§ **TEXT SHOWN**
·····

Blessed Are You When Men Shall Revile You and Persecute You and Say All Manner of Evil Against You Falsely, For My Sake. Rejoice and Be Exceeding Glad, For Great is Your Reward in Heaven
March 30, 2014
Our Lord’s words are “powerful and sharper than any two-edged sword, piercing even to the dividing asunder of soul and spirit, and of the joints and marrow,” for the Word and Son of God is “a discerner of the thoughts and intents of the heart” (Hebrews 4:12). He knows that listeners to His voice desire more than to marvel at the blessed poor in spirit, meek, merciful, and peacemakers. They want to become what they admire and the Lord already begins to accomplish that transformation by shifting from speaking about them in the third person to speaking to you in the second and to the blessedness that is yours if you follow Him, swimming upstream in rapids cascading down in the direction of vice, and in the process you find that others revile you, others persecute you, and others slander you for the Lord’s sake, and yet you rejoice and are exceedingly glad!
Feeling persecuted, reviled, and slandered in a dark and dangerous world where no one can be trusted is not a healthy state when considered apart from Christ. In fact, it could serve as an apt description of a paranoid personality disorder. Those suffering with such a disorder fear that they are not capable of handling threatening situations on their own and believe that trust cannot be given to anyone. They have very little self-efficacy and ill-boding over many things. Not so, for the Christian Christ calls us to become. Christians who face reviling and persecution for His sake also are able, like Saint Paul, to confess: “I can do all things through Christ which strengtheneth me” (Phillipians 4:13), for “in all these things we are more than conquerors through Him that loved us” (Romans 8:37). They trust in the Lord with all their heart and become “like Mount Zion, which cannot be removed but abideth forever” (Psalm 125:1). And if a limited range of choices and narrowed freedom of inner movement characterize those who suffer from psychopathology, those who are persecuted for righteousness on the contrary feel more freedom, as Saint Athanasius observes when he writes, “the more the enemies hem us in, let us be all the more at liberty; although they revile us, let us come together” ( Letter 11).
No stranger to persecution and revilement himself, Saint Nikolai of Zicha wrote these words to a suffering woman, “According to Christ’s teaching—blessed are you when men shall revile you and persecute you and say all manner of evil against you falsely, for My sake—those who are put to shame and slandered for Christ’s sake will rejoice and be glad in the homeland of angels, along with these people, happy are those who trust their Savior for they shall be saved, those who burn with love toward the Creator and His creatures, for they will be crowned with unfading glory, those who sacrifice their earthly life, for they shall obtain life in heaven. This is the true and unceasing happiness which our Lord has revealed and declared to mankind. For this kind of happiness, kings have sacrificed their crowns, the rich men their riches, martyrs their lives—as easily as the trees cast away their leaves in the fall” (Letter 89 “To An Unfortunate Woman Who Asks, ‘Why Does the Gospel Not Talk About Happiness?”).

·····

§ **GIVEN INFORMATION**

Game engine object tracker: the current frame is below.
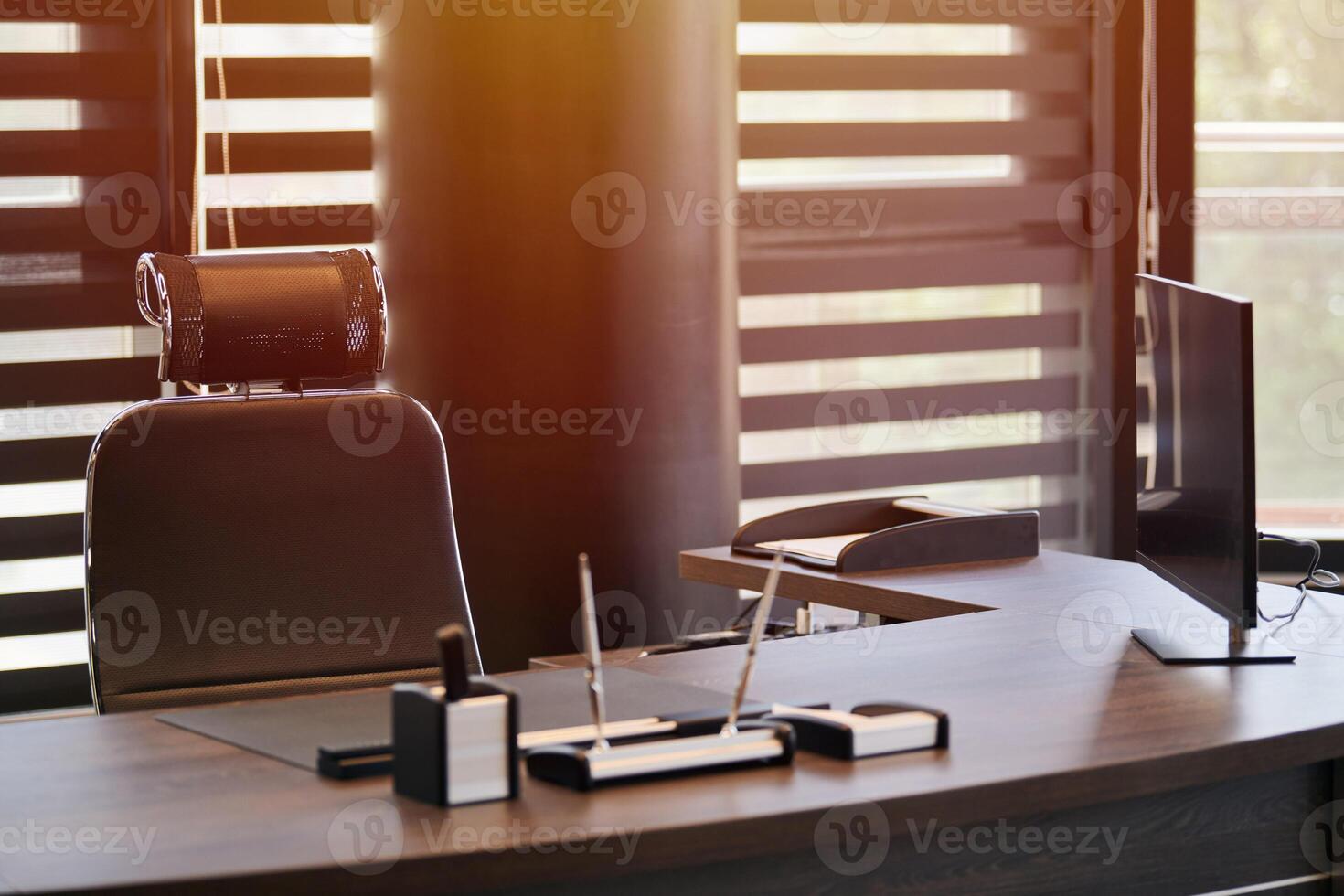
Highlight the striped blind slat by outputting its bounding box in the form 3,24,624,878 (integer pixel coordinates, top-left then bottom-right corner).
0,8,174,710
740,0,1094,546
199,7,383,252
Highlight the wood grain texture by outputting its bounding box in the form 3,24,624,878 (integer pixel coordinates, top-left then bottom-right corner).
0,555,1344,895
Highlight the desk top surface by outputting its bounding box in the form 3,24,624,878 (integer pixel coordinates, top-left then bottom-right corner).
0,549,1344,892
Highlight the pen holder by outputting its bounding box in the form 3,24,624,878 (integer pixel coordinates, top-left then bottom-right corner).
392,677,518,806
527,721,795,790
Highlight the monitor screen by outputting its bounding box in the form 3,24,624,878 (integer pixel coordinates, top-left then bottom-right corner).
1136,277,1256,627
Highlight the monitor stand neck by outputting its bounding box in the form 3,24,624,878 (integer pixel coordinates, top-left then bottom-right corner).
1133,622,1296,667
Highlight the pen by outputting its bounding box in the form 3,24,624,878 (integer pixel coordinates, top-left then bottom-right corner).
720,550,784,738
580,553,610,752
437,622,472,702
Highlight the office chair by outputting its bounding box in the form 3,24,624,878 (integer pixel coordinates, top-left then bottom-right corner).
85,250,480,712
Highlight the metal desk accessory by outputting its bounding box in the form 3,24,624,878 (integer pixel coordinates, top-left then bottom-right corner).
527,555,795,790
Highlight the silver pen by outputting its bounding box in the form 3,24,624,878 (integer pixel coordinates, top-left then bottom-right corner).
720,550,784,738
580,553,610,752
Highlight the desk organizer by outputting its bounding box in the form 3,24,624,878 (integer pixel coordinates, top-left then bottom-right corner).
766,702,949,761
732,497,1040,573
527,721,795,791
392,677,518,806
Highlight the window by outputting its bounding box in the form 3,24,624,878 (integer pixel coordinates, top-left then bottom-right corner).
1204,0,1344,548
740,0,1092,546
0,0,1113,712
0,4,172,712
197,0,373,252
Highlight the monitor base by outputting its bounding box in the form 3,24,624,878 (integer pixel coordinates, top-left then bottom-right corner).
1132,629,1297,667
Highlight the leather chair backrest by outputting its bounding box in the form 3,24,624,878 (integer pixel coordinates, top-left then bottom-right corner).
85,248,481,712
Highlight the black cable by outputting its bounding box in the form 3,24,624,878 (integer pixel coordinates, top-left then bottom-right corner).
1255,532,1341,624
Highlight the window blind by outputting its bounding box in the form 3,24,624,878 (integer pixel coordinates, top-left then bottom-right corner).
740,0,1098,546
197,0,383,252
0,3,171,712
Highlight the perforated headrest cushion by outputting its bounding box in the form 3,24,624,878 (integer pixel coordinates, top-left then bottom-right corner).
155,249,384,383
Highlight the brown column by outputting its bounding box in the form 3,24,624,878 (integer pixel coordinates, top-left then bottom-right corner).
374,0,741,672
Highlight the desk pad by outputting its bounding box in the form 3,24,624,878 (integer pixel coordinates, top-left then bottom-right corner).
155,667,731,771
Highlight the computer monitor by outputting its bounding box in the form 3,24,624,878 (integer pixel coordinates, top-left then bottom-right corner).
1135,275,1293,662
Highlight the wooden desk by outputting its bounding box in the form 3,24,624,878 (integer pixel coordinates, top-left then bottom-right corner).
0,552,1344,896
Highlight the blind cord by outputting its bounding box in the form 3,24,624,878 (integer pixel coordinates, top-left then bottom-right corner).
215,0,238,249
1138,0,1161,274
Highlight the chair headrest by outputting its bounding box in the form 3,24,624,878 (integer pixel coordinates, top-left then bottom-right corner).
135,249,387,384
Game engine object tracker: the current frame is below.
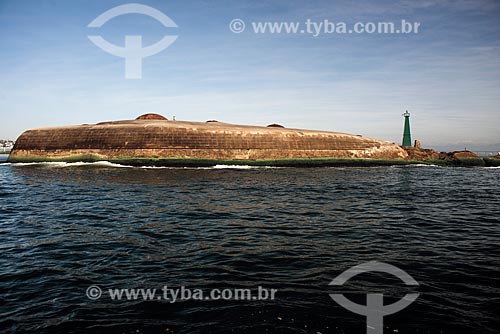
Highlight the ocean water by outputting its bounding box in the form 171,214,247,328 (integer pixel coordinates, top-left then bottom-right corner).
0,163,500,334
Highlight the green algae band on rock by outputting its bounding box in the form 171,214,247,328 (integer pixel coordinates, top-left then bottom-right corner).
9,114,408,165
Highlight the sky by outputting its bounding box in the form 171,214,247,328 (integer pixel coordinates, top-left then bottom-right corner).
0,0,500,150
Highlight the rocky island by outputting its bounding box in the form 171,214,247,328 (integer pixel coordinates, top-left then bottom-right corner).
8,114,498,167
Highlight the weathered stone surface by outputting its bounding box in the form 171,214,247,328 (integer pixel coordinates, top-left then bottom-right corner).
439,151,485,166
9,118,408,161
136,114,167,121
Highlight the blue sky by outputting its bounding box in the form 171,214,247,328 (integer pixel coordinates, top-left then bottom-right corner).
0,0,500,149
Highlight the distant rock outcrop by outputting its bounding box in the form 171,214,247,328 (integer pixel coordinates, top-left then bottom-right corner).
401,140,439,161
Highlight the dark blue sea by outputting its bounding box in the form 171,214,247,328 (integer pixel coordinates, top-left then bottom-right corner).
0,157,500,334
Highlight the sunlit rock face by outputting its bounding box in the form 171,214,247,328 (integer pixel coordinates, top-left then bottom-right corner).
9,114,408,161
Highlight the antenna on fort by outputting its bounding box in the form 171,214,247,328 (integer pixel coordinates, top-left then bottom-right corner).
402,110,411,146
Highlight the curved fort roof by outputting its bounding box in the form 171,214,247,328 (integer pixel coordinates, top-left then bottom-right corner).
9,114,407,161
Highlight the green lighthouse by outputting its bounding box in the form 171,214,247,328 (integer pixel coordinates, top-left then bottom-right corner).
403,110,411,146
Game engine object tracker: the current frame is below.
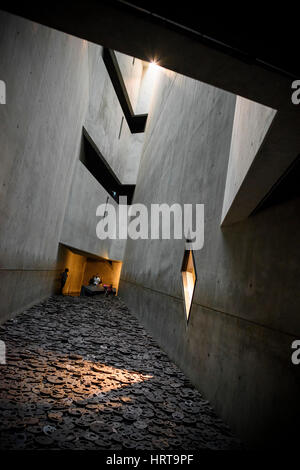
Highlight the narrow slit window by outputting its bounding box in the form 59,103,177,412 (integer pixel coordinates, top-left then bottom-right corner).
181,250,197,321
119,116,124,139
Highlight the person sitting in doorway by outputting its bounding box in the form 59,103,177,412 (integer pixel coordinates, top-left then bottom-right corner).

·····

§ **EXERCISE PROMPT**
Resume the reflection on the beatitude of those reviled and persecuted for Christ's sake, continuing after its final sentence.

§ **EXERCISE ANSWER**
How do Christians manage such heroic and free acts with the ease of trees shedding their leaves? How can they rejoice and be glad in situations that would leave most people, even the most psychologically healthy, with only the most negative options from among which to choose, such as shuddering at such situations, being afraid, becoming angry, or becoming despondent? The answer is that they have become like Christ, the sole purpose of the Beatitudes and incarnation of God the Word. They “have the mind of Christ” (1 Corinthians 2:16) and look at the world in a radically different way through the Light of God that illumines and warms all of creation. Saint John Chrysostom in his second Eutropian homily— delivered after Eutropius had fled authorities and left the sanctuary offered by the Church—said to the Christians present, “I saw the swords and I meditated on Heaven; I expected death, and I thought about the resurrection; I beheld the sufferings of this lower world, and I took account of the heavenly prizes; I observed the devices of the enemy, and I meditated on the heavenly crown: for the occasion of the contest was sufficient for encouragement and consolation. True, I was being forcibly dragged away, but I suffered no insult from the act; for there is only one real insult, namely sin: and should the whole world insult you, yet if you do not insult yourself you are not insulted. The only real betrayal is the betrayal of the conscience: do not betray your own conscience, and no one can betray you.”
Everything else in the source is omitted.